Pointing dataset records
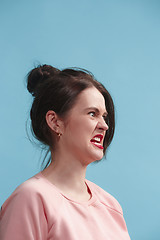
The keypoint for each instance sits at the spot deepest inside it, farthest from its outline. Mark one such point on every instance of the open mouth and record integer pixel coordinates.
(97, 141)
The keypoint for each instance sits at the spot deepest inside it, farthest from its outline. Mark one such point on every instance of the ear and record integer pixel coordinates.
(54, 122)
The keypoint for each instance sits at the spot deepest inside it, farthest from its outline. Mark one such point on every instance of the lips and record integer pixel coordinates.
(96, 141)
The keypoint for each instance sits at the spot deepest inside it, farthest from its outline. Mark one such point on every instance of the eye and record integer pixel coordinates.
(105, 117)
(92, 114)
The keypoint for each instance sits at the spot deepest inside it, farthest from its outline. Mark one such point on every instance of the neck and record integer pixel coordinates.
(67, 173)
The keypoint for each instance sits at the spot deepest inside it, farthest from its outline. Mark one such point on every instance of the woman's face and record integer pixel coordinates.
(85, 127)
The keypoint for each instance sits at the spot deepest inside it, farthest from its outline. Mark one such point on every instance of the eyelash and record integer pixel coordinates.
(104, 117)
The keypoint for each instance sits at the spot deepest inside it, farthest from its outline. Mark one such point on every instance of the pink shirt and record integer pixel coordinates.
(37, 210)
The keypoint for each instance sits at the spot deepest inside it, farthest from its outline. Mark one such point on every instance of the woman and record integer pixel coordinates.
(72, 114)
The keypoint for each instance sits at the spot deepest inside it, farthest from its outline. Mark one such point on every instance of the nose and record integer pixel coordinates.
(102, 125)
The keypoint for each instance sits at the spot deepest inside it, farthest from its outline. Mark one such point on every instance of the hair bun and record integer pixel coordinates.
(38, 75)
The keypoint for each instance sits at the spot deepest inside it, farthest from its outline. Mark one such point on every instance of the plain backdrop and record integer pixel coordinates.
(117, 40)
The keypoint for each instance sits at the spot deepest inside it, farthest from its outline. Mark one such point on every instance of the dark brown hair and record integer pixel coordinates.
(57, 90)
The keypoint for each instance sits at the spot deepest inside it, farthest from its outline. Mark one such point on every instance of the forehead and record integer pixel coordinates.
(90, 97)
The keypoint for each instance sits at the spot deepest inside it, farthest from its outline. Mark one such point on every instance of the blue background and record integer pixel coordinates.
(119, 41)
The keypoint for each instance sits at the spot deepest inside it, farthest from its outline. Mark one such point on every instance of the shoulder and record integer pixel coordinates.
(105, 197)
(33, 192)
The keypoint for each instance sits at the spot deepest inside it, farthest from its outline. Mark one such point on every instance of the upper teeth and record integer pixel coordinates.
(97, 139)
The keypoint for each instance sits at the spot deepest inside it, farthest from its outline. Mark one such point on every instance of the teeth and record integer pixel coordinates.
(98, 144)
(97, 139)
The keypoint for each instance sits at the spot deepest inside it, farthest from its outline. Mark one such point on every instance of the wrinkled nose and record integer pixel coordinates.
(102, 125)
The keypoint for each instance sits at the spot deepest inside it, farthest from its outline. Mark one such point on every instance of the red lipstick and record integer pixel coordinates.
(96, 140)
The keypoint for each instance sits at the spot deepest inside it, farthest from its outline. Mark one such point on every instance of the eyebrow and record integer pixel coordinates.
(96, 110)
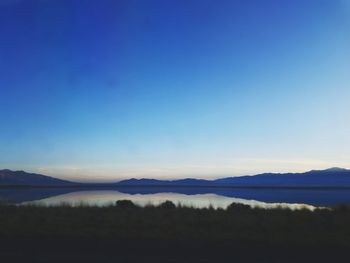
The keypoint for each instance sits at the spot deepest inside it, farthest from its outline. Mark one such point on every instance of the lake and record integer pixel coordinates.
(196, 197)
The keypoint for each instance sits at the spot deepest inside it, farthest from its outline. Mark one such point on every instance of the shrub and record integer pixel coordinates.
(167, 205)
(125, 204)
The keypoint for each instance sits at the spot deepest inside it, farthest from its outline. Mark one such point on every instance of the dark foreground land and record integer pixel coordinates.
(125, 233)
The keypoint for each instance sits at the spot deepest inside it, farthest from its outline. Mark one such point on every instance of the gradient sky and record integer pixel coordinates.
(110, 89)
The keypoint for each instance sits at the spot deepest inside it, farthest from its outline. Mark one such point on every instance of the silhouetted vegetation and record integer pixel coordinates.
(126, 220)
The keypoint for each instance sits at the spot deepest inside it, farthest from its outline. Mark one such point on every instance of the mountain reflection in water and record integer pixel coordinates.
(196, 197)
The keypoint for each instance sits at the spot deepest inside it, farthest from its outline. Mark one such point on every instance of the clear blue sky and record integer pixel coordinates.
(110, 89)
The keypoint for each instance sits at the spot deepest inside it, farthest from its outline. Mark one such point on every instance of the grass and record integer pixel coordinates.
(238, 223)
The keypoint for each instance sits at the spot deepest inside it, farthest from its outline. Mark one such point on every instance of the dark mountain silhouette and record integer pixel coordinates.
(333, 177)
(16, 178)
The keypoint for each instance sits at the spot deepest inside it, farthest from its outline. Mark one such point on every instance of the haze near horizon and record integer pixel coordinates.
(107, 90)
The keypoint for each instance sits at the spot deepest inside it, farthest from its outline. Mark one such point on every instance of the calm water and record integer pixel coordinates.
(197, 197)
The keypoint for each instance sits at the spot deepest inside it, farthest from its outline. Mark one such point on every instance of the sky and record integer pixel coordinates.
(102, 90)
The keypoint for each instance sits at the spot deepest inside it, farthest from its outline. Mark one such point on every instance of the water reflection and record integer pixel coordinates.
(196, 197)
(102, 198)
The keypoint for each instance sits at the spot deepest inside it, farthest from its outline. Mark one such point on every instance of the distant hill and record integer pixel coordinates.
(16, 178)
(333, 177)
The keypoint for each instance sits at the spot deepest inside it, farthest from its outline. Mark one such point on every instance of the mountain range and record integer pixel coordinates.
(333, 177)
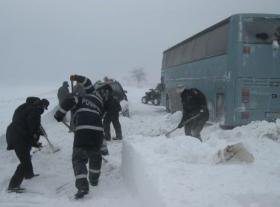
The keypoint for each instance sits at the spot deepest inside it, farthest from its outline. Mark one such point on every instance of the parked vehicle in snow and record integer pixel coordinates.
(119, 93)
(235, 63)
(151, 96)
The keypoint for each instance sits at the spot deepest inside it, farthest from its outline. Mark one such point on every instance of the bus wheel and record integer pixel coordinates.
(144, 100)
(156, 101)
(167, 104)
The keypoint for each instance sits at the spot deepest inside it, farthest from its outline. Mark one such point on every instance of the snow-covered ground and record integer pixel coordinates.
(146, 168)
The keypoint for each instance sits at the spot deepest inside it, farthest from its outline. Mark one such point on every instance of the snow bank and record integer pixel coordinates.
(180, 171)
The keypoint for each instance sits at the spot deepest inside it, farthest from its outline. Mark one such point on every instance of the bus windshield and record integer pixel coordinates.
(260, 30)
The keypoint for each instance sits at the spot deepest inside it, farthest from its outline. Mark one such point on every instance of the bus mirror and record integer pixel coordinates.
(263, 36)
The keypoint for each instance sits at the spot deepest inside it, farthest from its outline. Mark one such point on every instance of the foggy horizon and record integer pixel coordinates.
(47, 41)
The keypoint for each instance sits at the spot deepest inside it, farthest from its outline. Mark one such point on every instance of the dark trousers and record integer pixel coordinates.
(80, 158)
(114, 118)
(24, 169)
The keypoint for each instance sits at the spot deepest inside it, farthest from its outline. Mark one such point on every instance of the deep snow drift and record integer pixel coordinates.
(148, 169)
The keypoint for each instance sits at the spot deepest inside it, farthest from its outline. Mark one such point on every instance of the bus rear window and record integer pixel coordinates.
(260, 30)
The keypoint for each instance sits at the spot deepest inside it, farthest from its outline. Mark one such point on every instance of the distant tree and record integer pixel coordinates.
(139, 75)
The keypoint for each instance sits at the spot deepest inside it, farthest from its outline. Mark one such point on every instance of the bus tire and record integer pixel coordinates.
(144, 100)
(156, 102)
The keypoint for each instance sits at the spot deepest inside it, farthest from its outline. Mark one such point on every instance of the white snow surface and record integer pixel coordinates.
(146, 168)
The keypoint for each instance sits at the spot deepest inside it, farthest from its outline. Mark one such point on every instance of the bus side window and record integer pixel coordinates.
(220, 105)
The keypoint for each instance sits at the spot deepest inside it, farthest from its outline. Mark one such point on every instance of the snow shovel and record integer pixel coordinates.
(185, 122)
(54, 150)
(68, 126)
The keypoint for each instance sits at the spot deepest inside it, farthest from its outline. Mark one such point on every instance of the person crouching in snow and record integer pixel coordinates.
(195, 111)
(88, 132)
(23, 134)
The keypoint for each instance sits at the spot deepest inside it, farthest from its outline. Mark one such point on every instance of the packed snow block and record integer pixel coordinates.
(137, 177)
(3, 143)
(234, 153)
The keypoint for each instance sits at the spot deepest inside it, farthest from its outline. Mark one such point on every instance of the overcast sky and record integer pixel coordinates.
(44, 41)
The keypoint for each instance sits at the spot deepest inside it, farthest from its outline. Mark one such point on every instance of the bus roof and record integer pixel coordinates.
(221, 23)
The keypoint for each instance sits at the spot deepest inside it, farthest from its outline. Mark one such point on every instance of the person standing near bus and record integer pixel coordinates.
(195, 111)
(23, 134)
(63, 91)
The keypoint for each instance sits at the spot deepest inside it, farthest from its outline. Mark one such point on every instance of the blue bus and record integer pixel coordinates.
(235, 63)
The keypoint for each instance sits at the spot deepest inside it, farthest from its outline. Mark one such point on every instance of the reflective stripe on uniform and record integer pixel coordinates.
(62, 110)
(98, 98)
(88, 87)
(81, 176)
(94, 171)
(87, 110)
(89, 127)
(84, 82)
(76, 99)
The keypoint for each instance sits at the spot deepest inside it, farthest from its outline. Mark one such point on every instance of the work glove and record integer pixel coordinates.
(38, 145)
(180, 125)
(73, 77)
(36, 137)
(40, 132)
(57, 118)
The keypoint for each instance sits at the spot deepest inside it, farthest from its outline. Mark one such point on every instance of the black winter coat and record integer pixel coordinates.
(112, 106)
(87, 113)
(62, 93)
(25, 124)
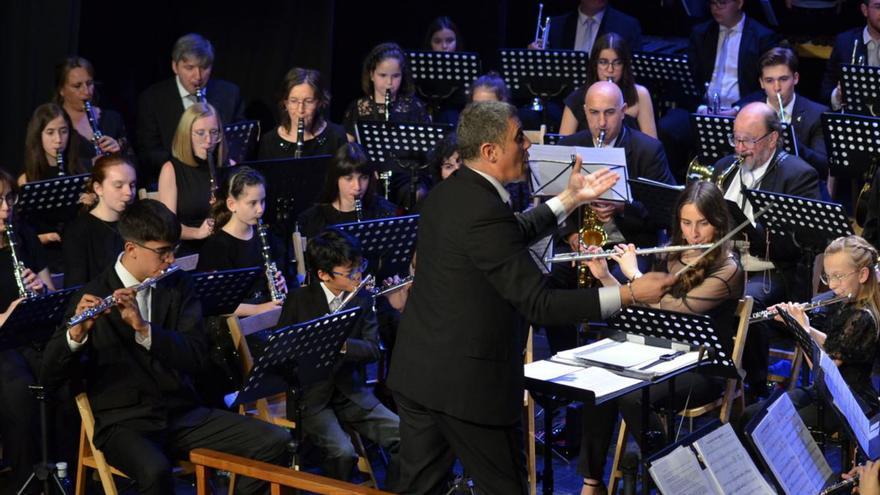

### What to do
List each line in the records above that contains the word "blue".

### Solution to this task
The keypoint for each instance sits at the spot deepest inside it, farthest from its outline. Mark one such point on every instance of the blue background and record integer pixel coordinates.
The keypoint for each instance sits at the spot deepest inside it, farthest from its outline. Mark one such point on every instance of the clear blue sky and record integer pixel coordinates.
The keypoint for each instance sits at the spot deepest inside it, farthest from its outline. Mark one such point on every instance of the blue bus and record integer pixel coordinates.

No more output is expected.